▶ _Problem details_
When you return the data, keep every word exact and include none of the images.

▶ _Given entries_
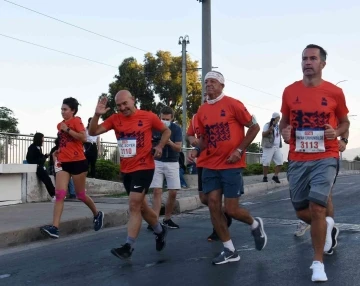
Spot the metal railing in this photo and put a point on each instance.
(13, 148)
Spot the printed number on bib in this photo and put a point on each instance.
(127, 147)
(310, 141)
(57, 166)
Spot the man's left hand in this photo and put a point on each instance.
(342, 145)
(234, 157)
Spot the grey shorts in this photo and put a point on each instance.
(311, 181)
(230, 181)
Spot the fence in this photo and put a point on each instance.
(13, 148)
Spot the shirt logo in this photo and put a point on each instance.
(324, 101)
(297, 101)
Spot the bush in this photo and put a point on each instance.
(257, 169)
(106, 170)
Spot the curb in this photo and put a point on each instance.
(31, 234)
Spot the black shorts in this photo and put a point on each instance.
(199, 169)
(75, 167)
(138, 181)
(337, 170)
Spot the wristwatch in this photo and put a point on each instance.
(345, 140)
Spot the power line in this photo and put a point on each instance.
(114, 40)
(75, 26)
(54, 50)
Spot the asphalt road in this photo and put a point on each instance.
(86, 260)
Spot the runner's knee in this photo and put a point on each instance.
(60, 195)
(81, 196)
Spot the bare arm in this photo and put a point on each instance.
(94, 127)
(175, 146)
(250, 135)
(343, 127)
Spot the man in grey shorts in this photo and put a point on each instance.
(314, 115)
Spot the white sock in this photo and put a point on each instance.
(255, 224)
(229, 245)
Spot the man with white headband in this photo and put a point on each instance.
(221, 122)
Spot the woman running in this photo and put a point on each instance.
(70, 161)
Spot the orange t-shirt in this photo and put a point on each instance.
(193, 129)
(135, 129)
(71, 149)
(222, 126)
(308, 109)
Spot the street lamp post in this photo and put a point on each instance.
(183, 41)
(206, 41)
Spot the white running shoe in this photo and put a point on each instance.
(328, 241)
(301, 228)
(319, 274)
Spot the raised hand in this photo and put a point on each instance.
(101, 106)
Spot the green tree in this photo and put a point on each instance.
(158, 77)
(8, 123)
(254, 148)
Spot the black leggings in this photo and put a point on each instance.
(44, 177)
(91, 156)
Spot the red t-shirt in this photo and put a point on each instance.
(134, 135)
(309, 109)
(71, 149)
(222, 126)
(193, 129)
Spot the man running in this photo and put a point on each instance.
(221, 123)
(311, 110)
(133, 130)
(193, 136)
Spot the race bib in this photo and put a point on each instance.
(310, 141)
(127, 147)
(57, 166)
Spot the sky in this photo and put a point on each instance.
(257, 46)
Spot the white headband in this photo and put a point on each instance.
(215, 75)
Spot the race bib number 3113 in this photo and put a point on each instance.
(127, 147)
(309, 141)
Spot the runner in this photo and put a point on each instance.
(70, 162)
(302, 227)
(312, 108)
(194, 137)
(222, 140)
(133, 130)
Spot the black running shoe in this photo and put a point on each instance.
(98, 221)
(213, 236)
(170, 224)
(276, 179)
(123, 252)
(160, 238)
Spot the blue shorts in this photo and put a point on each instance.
(230, 181)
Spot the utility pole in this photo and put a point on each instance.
(206, 42)
(183, 41)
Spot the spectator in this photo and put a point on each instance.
(35, 156)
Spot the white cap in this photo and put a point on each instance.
(275, 115)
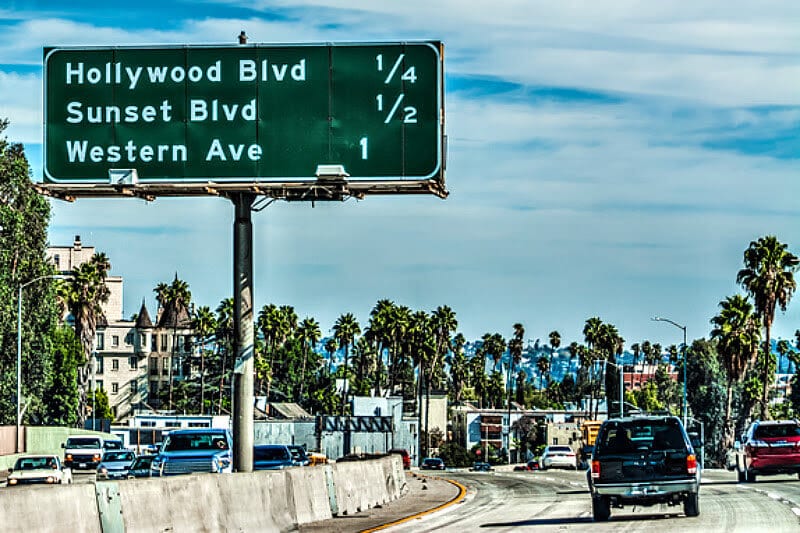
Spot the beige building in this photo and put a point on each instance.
(132, 357)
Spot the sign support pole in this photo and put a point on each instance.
(243, 332)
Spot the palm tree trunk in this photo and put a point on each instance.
(767, 356)
(345, 381)
(729, 430)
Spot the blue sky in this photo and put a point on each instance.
(606, 158)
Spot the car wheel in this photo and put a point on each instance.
(691, 505)
(601, 508)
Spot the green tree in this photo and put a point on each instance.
(768, 276)
(736, 330)
(83, 295)
(62, 397)
(98, 400)
(345, 331)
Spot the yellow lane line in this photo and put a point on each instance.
(462, 491)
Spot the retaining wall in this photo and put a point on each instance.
(277, 500)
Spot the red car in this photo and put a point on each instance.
(768, 447)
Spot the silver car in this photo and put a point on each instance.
(115, 464)
(558, 457)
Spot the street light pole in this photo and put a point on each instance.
(662, 319)
(621, 384)
(19, 350)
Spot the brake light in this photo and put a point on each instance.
(691, 464)
(595, 469)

▶ _Answer_
Spot the metal railing in this photo and put a point on each instance.
(13, 148)
Spot the printed number on bib in this photo and put a point on each instance.
(127, 147)
(310, 141)
(57, 166)
Spot the man's left hand in this photo and put a point on each instance.
(342, 145)
(234, 157)
Spot the grey shorts in this photo and put a point on each instance.
(311, 181)
(230, 181)
Spot the fence in this photo and put a point on each instance.
(13, 148)
Spot the shirt logo in this photo and put a point on each instance.
(324, 101)
(297, 101)
Spot the bush in this photo and put a point on each instance.
(257, 169)
(106, 170)
Spot the curb in this photo and put a point on each instance.
(31, 234)
Spot the black shorts in this photo and put a point on each instance.
(199, 169)
(75, 167)
(138, 181)
(337, 170)
Spot the wristwatch in this photo and put a point on each instance.
(345, 140)
Spot the power line in this photo and put a point on each instance.
(114, 40)
(75, 26)
(54, 50)
Spot the asphalt road in this photo and put a point on each instance.
(86, 260)
Spot the runner's knee in this photo and put a point on each instance.
(60, 195)
(81, 196)
Spot the bare arm in this photo and put a point on each instance.
(94, 127)
(175, 146)
(250, 135)
(343, 127)
Spot the man in grey shorts in this photo and put a point on each instance.
(314, 115)
Spot the white sock in this photo and put a point on each instance.
(255, 224)
(229, 245)
Spot the man with white headband in this photo and put a point on each instance.
(221, 122)
Spot the woman running in this photo and put a point on each instance.
(70, 161)
Spot the orange t-shirt in this photo and put a point on each instance.
(193, 129)
(135, 129)
(71, 149)
(222, 126)
(308, 109)
Spot the street lamp post in this photo and put a point on each instance.
(183, 41)
(206, 41)
Spot the white running shoe in this photo and put a point on each instance.
(328, 241)
(301, 228)
(319, 274)
Spot the raised hand in this photo and put a point on each instance.
(101, 106)
Spot the green tree in this photo and put a point on each instance.
(158, 77)
(8, 123)
(254, 148)
Spot the black leggings in this photo and put a point on each instance.
(44, 177)
(91, 156)
Spot the red t-shirt in this photo and put a point on each instance.
(134, 135)
(309, 109)
(71, 149)
(222, 126)
(193, 129)
Spot the man running in this photo and put a point on each instance.
(221, 123)
(311, 110)
(133, 130)
(193, 136)
Spot the race bib in this photo and put a point on each instance.
(310, 141)
(127, 147)
(57, 166)
Spot the sky in this photo and put a point on each instance.
(257, 46)
Spot the white headband in this photo and put a point on each instance.
(215, 75)
Spot the race bib number 3113 in this photo and put a point on each instance.
(127, 147)
(309, 141)
Spot the runner in this photo and put a point on each instance.
(70, 162)
(302, 227)
(312, 108)
(194, 137)
(222, 140)
(133, 130)
Spot the black running shoe in this photo and put a point on each instance.
(98, 221)
(213, 236)
(170, 224)
(276, 179)
(123, 252)
(160, 238)
Spot the blue shorts in this photo and put a point on each instance.
(230, 181)
Spot the utility pole in this photo and put a point on each instance.
(206, 42)
(183, 41)
Spot the spectator in this photo and put a point on each instance.
(35, 156)
Spot the white cap in this photo and put a point on each instance.
(275, 115)
Spot the beige building in this photo and put a point on each instance.
(132, 357)
Spot the sign support pole in this photo and put a point on each instance.
(243, 332)
Spot the palm tree trunk in this photo and put a point on each instance.
(767, 356)
(345, 381)
(729, 430)
Spot the blue sky in this photo and put a point on each instance.
(606, 158)
Spot the car wheel in this photo and put a point on each instance.
(691, 505)
(601, 508)
Spot the green tree in this photo and put a point on each instance.
(768, 276)
(736, 330)
(83, 295)
(62, 397)
(98, 400)
(345, 331)
Spot the yellow lane line in this photo and put a point on each instance.
(462, 491)
Spot the retaining wall in this photo and put a point on each instance.
(277, 500)
Spot the red car in this photo and put a point on each instance.
(768, 447)
Spot the silver car in this photo and put a point on each instance.
(115, 464)
(558, 457)
Spot the street light pole in this photo and put a point on each instance.
(662, 319)
(621, 384)
(19, 350)
Spot the brake light in this photo and put a point on each instance.
(691, 464)
(595, 469)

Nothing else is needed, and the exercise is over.